Document extract:
= = = = = = =
Tuesday, January 29, 2013

Maybe Someday Dreams




I have a collection of maybe someday dreams in my head.  Substantial, hefty sort of dreams - they’ll require me to be more than who I am now.  Like, maybe someday I’ll be a children’s book author.  Or, maybe someday I’ll climb Mount Rainier. 

This past October, I was really caught up in God answering my prayer for marriage.  In the midst of those fervent prayers, God plopped a huge YES in my lap.  Not to marriage, but to a big maybe someday dream.  I’m going to Africa to train teachers.  Next month. 





What?!





It’s true.  I feel like I may as well be going to Mars, this was so off my radar of expectations.  I love teaching and have never seen myself being based solely in the classroom for my whole career.  As the years pass, I’ve thought more about training teachers, especially women in countries where opportunities are not as plentiful as they are for men.  I’ve been learning more about leadership and taken on more responsibility at work, but I still thought training teachers overseas was a long ways off for me.  Now, it’s 3 weeks away.

How did it happen?  Last spring, Uganda kept coming up in my life.  My Mom gave me Katie Davis’s book, people sent me articles about the country, and it often came up in conversation.  I figured God was trying to tell me something, so I reached out to some contacts and looked into spending last summer in Uganda.  Nothing panned out.

In October, my friend Tembi and I were praying about our big visions for God, and I mentioned how Uganda seemed significant somehow.  I’ve never been to Africa and I wasn’t sure geographically where Uganda was located, nor the name of any Ugandan city.  But, there was something about Uganda.  

We prayed, and Tembi had a realization.
= = = = = = =
Object location annotation data:
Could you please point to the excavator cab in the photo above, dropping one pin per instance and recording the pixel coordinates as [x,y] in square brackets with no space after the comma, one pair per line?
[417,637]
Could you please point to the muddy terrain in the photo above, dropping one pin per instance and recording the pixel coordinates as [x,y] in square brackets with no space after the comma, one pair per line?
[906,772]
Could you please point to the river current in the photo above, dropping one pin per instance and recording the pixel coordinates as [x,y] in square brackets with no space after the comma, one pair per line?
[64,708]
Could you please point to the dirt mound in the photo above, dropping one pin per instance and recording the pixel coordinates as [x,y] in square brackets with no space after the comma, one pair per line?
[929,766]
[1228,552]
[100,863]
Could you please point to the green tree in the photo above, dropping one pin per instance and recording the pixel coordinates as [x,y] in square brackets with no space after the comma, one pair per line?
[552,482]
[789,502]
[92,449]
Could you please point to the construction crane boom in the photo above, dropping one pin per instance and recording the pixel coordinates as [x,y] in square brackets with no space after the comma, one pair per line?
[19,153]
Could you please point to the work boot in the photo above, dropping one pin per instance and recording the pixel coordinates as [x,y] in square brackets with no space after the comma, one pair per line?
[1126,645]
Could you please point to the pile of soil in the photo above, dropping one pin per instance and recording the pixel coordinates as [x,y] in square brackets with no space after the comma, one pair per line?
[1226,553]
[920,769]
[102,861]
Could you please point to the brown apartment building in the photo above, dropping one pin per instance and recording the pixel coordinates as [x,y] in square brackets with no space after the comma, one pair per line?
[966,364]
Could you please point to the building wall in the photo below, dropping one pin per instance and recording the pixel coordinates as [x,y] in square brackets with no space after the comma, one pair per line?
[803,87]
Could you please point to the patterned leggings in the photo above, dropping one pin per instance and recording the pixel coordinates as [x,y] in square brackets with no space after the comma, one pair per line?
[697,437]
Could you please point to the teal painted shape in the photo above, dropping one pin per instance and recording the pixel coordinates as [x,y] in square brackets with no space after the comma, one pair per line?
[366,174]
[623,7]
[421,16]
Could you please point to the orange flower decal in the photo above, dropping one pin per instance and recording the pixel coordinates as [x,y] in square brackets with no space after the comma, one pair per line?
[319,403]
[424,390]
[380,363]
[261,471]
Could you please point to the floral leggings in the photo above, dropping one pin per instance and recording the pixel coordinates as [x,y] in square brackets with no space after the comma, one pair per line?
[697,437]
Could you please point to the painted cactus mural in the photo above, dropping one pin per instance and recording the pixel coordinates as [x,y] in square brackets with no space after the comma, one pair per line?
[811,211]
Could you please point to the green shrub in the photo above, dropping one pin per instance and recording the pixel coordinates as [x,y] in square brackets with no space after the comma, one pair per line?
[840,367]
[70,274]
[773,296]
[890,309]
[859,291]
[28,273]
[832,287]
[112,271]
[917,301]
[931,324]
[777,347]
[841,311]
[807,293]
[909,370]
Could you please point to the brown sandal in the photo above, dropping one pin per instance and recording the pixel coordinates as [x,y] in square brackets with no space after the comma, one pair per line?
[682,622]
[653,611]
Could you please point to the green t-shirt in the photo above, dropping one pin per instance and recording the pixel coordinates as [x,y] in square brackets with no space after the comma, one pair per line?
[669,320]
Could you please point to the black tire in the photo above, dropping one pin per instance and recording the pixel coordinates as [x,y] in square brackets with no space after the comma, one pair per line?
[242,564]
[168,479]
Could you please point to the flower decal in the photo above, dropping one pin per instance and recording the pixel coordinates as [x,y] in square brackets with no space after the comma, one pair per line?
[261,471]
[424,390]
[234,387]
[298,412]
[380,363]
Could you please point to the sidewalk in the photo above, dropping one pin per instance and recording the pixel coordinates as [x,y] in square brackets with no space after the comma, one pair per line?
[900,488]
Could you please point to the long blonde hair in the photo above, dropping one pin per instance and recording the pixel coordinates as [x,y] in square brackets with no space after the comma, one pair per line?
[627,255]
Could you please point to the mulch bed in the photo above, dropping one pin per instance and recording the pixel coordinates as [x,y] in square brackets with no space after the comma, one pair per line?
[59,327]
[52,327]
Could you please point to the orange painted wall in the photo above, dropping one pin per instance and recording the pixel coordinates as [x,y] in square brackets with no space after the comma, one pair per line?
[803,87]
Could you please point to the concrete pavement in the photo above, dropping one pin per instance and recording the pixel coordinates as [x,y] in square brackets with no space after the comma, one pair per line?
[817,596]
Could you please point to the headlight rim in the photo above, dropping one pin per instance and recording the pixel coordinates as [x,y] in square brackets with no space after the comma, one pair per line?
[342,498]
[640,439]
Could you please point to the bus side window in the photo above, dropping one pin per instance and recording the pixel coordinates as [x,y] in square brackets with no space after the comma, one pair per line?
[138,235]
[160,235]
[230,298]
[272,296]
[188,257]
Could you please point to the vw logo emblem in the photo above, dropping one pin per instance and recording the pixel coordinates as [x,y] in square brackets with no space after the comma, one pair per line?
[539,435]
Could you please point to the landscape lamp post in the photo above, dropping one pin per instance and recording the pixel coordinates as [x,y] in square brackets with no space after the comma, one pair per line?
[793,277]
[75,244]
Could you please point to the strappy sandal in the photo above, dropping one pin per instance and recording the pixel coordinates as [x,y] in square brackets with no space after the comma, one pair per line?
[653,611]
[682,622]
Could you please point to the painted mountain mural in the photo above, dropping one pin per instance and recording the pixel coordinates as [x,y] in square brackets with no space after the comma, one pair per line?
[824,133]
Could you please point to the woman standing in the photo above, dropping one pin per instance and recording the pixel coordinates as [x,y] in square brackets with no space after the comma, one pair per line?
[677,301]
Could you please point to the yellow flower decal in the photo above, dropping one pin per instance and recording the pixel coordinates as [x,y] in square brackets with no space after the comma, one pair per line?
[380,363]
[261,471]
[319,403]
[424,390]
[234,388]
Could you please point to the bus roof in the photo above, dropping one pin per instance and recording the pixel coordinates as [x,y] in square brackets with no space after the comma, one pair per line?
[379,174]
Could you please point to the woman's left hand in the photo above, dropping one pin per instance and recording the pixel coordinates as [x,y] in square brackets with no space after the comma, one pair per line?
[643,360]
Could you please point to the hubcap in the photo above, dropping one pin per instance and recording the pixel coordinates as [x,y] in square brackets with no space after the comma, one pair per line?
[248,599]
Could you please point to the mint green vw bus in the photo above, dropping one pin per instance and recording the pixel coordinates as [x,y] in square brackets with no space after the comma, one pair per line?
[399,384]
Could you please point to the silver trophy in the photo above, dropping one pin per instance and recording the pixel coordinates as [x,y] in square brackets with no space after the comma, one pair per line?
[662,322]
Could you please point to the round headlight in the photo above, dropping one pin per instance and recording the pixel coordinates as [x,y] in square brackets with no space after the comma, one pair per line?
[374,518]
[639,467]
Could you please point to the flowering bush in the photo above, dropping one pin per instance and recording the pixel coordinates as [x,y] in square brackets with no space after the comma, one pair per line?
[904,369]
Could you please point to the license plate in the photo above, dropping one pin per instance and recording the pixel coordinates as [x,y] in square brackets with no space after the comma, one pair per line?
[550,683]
= = = = = = =
What you will do:
a - Reproduce the passage of the blog post about going to Africa to train teachers, starting at "Tuesday, January 29, 2013" and ending at "teachers.  Next month.".
b - Write the next part of the blog post about going to Africa to train teachers, picking up right after its last sentence.

The responses:
a -
Tuesday, January 29, 2013

Maybe Someday Dreams




I have a collection of maybe someday dreams in my head.  Substantial, hefty sort of dreams - they’ll require me to be more than who I am now.  Like, maybe someday I’ll be a children’s book author.  Or, maybe someday I’ll climb Mount Rainier. 

This past October, I was really caught up in God answering my prayer for marriage.  In the midst of those fervent prayers, God plopped a huge YES in my lap.  Not to marriage, but to a big maybe someday dream.  I’m going to Africa to train teachers.  Next month.

b -
“Hey!  My cousin has a school in Uganda!”

Yes, she does.  I met with Tembi’s cousin and my heart to serve teachers fits what her school needs right now.  Amazing.

Since then, door after door has opened and I am meeting new people with Uganda connections, one after another.  It looks like this will be more than a one-time visit.  I’m going to Uganda for two and a half weeks in February, with hopes of spending next summer doing more work there.  The goal of this first trip is to listen, learn, and offer support as God leads me.  I have no idea what I’m getting into, but I am excited to take the next step.

Here’s one simple example of my current ignorance: I asked about bringing contact lenses – would it be worth it, or is it too dusty in the village?  Tembi’s cousin reassured me, “Oh, we’ll mark our jerry can of water really well, so we’ll have clean water.”   Okay.  Our water comes from a can, after we get it from the well.  “And bring something to wear when we walk down to the shower.”  Okay.  We walk to the shower, which isn’t a shower at all, but those same trusty cans and a cup for splashing oneself.

It’s going to be awesome. 

Would you come with me?  Would you travel with me through prayers and encouragement?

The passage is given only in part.